» WRITTEN TASKS:
**A.** Set down the part of the hunting forum thread from "## bobinbusan (Feb" up to and including "(Dec 8, 2012)".
**B.** Answer these questions using the hunting forum thread below:
(i) What rifle caliber and bullets did Creekcubb's son use for his first deer?
(ii) How long ago did inshoreJAM lose the big deer that bled heavily?
(iii) What did delta dooler bring along when returning in the morning to search for the lost buck?
**C.** In the hunting forum thread below, why does PensacolaEd say that taking the frontal shot is a coin toss? Explain in one to three sentences.

== TEXT PASSAGE ==

The deer was facing the hunter... He shot him right in the chest facing him... Don't judge, I saw the situation and totally understand his decision... It was his only option, and salt grass has successfully made this shot before..... It's hunting, SHIT HAPPENS..... Hopefully he missed..... That also happens if you are a hunter.....:yes:


----------



## Creekcubb (May 4, 2010)

My son shot his first deer (pics posted) with a .243 using remington ballistic tips (95grain). Shot just behind shoulder, couldn't find entry hole or exit hole, no blood and 7 pt only went about 20-25 yards. No outside blood but inside was blood jelly, blow up everything in the chest cavity! I would of hated tracking him shooting these ballistic tips.


----------



## PensacolaEd (Oct 3, 2007)

I have taken the head-on chest shot on two bucks. The first one left no blood trail and I found him by dumb luck, the second one bled like a stuck pig and Ray Charles could have found him. I guess it's a coin toss whether or not to take the frontal shot.


----------



## inshoreJAM (Aug 2, 2009)

I've never taken in the head on shot, never needed to. I've seen plenty of deer killed with a head on shot to the throat, but I know that brisket can be a tough barrier. Tough luck man, I know it sucks not finding one, I lost a big one 3 years ago that bled like he'd been cut in half. I still think about it all the time


----------



## saltgrass (Sep 1, 2008)

Didn't find anything yesterday. At this point I'm hoping I just plain missed.


Going to give it a few days and see if he shows back up on cam or the big birds and stink shows.


----------



## delta dooler (Mar 6, 2008)

Hopefully you missed Mike, bad feeling to have I know, i lost the biggest buck Ive ever had a chance at during bow season about 6 years ago, looked for him all night , came back in the morning with a dog trailed him to the river, never found him and lost alot of sleep over it.


----------



## bobinbusan (Feb 16, 2010)

CHOKER, hope you recover him, a hard lesson to learn on when to or not to, I have passed on taking shot's on some nice buck myself.


----------



## yadaddy (Dec 8, 2012)

Get a lager rifle, some thing that will drop the deer. 7-o8 fine for kids but not for an every day hunter. 30-06 or bigger


----------



## MULLET HUNTER (Oct 3, 2007)

===
== SUPPLIED ENTRIES ==

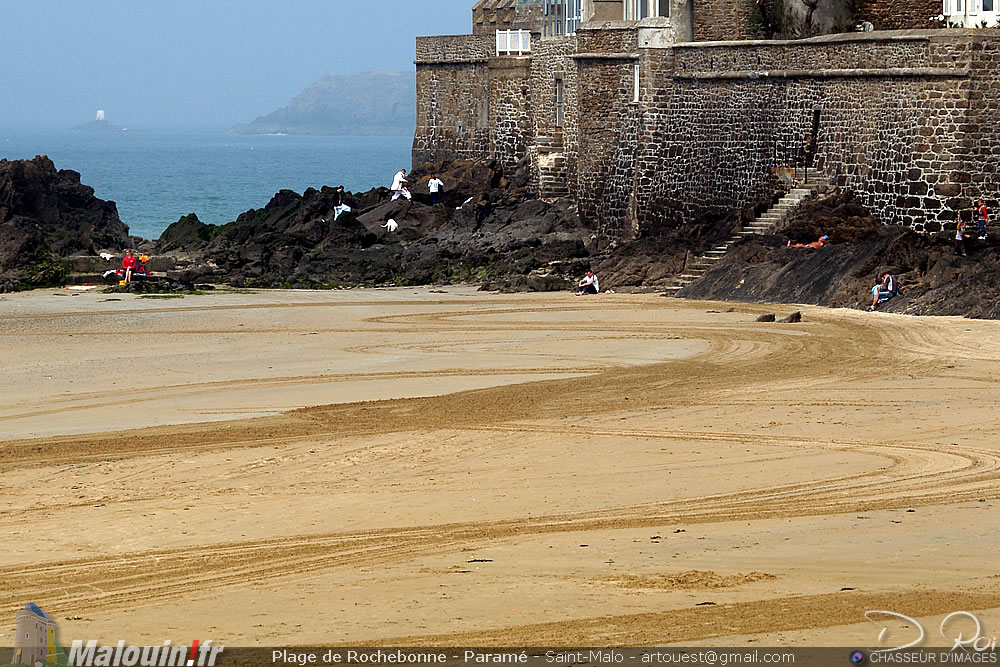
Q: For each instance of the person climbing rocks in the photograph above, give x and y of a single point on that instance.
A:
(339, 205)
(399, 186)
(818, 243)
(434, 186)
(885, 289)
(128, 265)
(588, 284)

===
== SUPPLIED ENTRIES ==

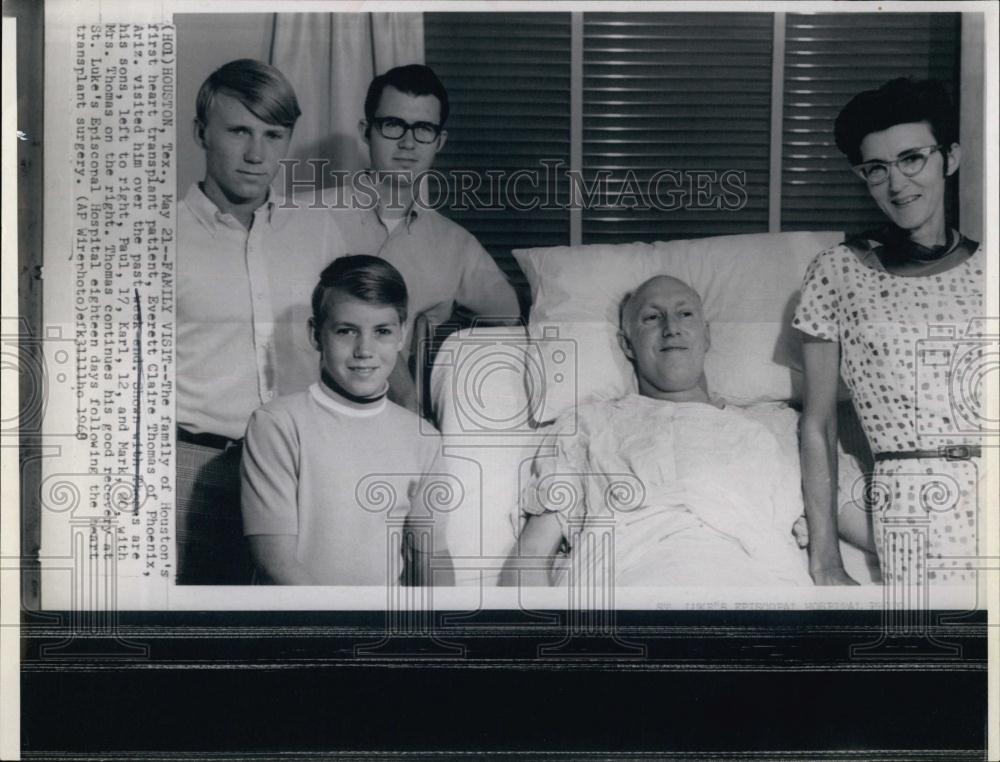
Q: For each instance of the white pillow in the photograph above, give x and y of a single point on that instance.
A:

===
== SUPPLIED ENTRIES ==

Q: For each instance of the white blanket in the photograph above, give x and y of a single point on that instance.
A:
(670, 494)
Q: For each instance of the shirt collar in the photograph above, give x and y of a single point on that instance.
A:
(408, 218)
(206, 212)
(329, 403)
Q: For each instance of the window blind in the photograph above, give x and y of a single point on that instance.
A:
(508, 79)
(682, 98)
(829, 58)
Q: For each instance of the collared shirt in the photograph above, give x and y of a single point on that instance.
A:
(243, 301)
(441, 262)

===

» SOLVED PROBLEMS:
**A.**
## bobinbusan (Feb 16, 2010)

CHOKER, hope you recover him, a hard lesson to learn on when to or not to, I have passed on taking shot's on some nice buck myself.


----------



## yadaddy (Dec 8, 2012)

**B.**
(i) A .243 with Remington ballistic tips (95 grain).
(ii) 3 years ago.
(iii) A dog.

**C.** He has taken the head-on chest shot on two bucks, and the results were opposite. The first left no blood trail and was found only by luck, while the second bled heavily and was easy to find.